▶ REQUIRED TASKS
**1.** List every color named in the article about the new Savile Row tailoring store.
**2.** According to the article about the new Savile Row tailoring store, how much did the new space cost to build out?
**3.** Resume the article about the new Savile Row tailoring store from the point where it stops.

▶ DOCUMENT TEXT
· · · ·

He adds that his customary clients used to work in creative fields, but bankers and finance professionals have been catching on. There’s been a real reaction against the pinstripe suits traditionally associated with the City of London, says Dixon.

“It’s about subverting that now. We’re seeing an appetite for colors like green, pink and lilac,” he says. The next trending color: rust. 

The new store takes its design cues from the menswear on display: A polka-dotted staircase is inspired by the store’s ties; beneath a 1970s Murano Glass chandelier is a display of fabrics from such global luxury brands as Loro Piana. Upstairs are “cuts” with the measurements and fit of suits made for famous Richard James clients like Tom Jones and Benedict Cumberbatch. Elevator walls are painted London phone-box red, and framed magazine covers of rock stars and royalty wearing the brand’s suits adorn the walls.

The effect is meant to calm visitors, Dixon says of the deep burgundy, plush carpeting in a fitting room. His regular customers will return often, but some will come just once—to get wedding suits, for example—and he wants their experience to be relaxed, not intimidating. Hence, the bar and comfortable sofas. (The suits are quietly crafted in the basement.) 

The new space, which cost £2 million to build out, embodies the company’s bid to preserve Savile Row as the home of British bespoke tailoring. “We’re sitting here in London—in Mayfair, in one of the most expensive parts of London, in one of the most expensive cities in the world. It’s difficult to maintain work rooms in these spaces,” Dixon says. If he were to start a company as he did in 1992, today’s higher rents on “the Row” would make it difficult, if not impossible.

· · · ·

Referring expression data:

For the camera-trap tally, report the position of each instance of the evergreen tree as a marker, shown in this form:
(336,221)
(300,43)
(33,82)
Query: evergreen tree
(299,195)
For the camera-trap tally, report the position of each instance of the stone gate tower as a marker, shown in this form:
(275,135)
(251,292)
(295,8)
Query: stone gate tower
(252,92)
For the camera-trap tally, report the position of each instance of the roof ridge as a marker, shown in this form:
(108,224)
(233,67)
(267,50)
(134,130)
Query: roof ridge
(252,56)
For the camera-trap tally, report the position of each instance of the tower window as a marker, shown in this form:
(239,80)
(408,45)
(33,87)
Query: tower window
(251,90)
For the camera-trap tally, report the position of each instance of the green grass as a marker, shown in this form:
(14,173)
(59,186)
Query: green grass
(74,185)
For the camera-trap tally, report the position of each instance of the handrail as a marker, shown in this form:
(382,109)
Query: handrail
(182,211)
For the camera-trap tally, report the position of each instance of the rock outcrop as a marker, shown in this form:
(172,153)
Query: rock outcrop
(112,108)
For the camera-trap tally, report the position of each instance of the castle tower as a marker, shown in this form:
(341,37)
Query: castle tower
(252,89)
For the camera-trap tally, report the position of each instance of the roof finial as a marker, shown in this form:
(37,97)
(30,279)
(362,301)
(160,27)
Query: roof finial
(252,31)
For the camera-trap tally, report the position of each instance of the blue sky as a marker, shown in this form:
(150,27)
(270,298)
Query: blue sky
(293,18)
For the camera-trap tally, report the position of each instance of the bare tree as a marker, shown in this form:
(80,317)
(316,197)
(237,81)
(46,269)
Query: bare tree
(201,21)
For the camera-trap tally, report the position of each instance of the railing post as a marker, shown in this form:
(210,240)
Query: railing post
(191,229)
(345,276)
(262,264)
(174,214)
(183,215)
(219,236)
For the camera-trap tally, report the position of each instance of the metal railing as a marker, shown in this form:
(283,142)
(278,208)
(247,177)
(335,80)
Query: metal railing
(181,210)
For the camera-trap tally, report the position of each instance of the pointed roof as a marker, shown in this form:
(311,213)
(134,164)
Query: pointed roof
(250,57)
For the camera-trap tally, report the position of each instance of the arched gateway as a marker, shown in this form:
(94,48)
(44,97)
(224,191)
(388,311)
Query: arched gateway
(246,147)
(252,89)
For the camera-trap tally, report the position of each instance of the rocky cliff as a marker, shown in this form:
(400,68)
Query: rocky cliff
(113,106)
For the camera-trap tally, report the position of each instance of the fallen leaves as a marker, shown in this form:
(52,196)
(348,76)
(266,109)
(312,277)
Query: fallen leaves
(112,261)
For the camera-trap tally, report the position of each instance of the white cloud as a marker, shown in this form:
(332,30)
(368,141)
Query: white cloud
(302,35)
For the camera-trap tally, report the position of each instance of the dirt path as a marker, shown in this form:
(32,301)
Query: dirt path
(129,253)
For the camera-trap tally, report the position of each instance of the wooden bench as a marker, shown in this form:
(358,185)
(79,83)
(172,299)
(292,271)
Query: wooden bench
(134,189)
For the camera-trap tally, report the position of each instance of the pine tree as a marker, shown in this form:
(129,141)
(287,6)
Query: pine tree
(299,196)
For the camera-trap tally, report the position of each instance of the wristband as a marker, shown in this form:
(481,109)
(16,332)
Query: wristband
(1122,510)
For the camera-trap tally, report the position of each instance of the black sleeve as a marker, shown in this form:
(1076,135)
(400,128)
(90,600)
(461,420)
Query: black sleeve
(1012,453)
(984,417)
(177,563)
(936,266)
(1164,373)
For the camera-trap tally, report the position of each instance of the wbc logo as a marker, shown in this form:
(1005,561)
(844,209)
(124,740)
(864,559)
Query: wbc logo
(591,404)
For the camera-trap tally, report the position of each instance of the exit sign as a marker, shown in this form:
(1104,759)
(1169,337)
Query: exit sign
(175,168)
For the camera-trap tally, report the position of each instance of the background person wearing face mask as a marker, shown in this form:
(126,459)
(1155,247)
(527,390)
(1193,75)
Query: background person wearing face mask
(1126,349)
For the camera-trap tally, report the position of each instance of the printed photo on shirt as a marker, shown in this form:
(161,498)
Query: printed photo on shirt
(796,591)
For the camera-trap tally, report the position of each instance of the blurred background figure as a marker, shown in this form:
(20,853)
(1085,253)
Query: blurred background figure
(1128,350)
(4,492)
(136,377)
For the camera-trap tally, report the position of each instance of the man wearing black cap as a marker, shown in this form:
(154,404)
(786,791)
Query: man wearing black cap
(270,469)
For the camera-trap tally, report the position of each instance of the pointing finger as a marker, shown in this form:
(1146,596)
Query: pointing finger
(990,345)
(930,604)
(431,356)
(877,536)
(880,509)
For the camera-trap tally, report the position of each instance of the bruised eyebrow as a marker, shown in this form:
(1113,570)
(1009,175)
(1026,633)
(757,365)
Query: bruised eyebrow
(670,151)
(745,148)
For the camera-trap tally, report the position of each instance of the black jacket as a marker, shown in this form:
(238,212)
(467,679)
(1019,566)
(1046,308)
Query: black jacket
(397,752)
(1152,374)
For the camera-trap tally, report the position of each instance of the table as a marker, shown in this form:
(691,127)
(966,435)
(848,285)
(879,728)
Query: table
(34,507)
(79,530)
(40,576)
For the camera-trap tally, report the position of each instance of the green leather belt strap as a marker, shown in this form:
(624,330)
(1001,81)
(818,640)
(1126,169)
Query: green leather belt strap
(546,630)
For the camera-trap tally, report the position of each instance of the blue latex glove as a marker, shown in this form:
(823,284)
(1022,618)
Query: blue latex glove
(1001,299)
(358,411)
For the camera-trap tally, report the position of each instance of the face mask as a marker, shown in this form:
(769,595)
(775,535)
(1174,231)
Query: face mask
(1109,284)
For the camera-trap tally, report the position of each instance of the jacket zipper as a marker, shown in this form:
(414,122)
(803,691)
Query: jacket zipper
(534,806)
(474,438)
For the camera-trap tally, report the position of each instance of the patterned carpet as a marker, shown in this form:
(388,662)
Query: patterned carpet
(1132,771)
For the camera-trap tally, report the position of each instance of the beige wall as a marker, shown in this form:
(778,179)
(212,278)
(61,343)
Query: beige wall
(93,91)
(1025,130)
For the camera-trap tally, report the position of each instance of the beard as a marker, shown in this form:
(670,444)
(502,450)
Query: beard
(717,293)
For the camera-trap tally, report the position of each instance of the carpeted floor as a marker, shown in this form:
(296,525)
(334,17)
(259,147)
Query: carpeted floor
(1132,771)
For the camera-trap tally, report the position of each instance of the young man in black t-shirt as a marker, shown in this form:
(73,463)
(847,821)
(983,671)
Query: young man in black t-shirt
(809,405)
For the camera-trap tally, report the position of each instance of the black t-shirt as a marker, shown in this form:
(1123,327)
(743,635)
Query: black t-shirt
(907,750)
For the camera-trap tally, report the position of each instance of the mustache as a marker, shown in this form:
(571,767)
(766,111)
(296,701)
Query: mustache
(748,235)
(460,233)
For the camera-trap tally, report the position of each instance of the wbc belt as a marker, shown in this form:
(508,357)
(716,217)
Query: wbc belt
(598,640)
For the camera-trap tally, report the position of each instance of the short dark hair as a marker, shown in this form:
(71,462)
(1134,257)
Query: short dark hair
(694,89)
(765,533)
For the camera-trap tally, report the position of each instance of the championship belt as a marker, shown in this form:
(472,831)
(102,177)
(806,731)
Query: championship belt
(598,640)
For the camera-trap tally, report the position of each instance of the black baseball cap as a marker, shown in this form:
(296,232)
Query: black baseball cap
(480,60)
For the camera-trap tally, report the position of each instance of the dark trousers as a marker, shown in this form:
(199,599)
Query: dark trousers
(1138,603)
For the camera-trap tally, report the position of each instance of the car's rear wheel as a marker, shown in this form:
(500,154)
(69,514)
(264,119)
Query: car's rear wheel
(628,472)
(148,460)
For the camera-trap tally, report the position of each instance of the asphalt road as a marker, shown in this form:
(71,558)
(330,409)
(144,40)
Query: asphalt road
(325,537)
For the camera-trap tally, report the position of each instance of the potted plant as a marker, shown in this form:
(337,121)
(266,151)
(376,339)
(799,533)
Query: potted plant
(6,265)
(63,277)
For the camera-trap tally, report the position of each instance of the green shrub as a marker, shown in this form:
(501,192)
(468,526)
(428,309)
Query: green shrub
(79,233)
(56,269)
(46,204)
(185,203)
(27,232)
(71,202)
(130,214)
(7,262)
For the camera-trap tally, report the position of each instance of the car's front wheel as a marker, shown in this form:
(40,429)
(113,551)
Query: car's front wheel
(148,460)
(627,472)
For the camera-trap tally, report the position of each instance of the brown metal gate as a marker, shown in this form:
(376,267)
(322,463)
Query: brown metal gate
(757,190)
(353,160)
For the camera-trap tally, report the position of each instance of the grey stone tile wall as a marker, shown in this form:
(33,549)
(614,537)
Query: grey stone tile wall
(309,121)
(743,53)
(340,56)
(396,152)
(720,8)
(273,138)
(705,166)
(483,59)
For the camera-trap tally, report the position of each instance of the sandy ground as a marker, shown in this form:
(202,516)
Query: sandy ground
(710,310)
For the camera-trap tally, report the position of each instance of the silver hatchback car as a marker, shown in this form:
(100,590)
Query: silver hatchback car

· · · ·

▶ RESPONSES IN ORDER
**1.** Green, pink, lilac, rust, London phone-box red, deep burgundy

**2.** £2 million

**3.**
With rising rents and Covid closures, the past few years have challenged Savile Row. In 2022, the UK’s Office for National Statistics  removed the men’s suit from the basket of goods it uses to calculate the annual inflation rate—the first time since 1947. The office now tracks prices of formal jackets and blazers instead.

“Savile Row is an invaluable historical and cultural jewel in the UK’s retail’s crown,” says Dixon. “There is nowhere else like it in the world. Richard James wouldn’t be where we are today without it, so we’re calling for Unesco-protected status to preserve its rich fashion heritage.”

People all over the world know Savile Row, he continues, and he’d like to inspire a fresh young designer to pick up the British baton for menswear in 30 years. “Winston Churchill used to get suits made here, and celebrities, CEOs and business leaders of our time still come to the Row to get their suits made.”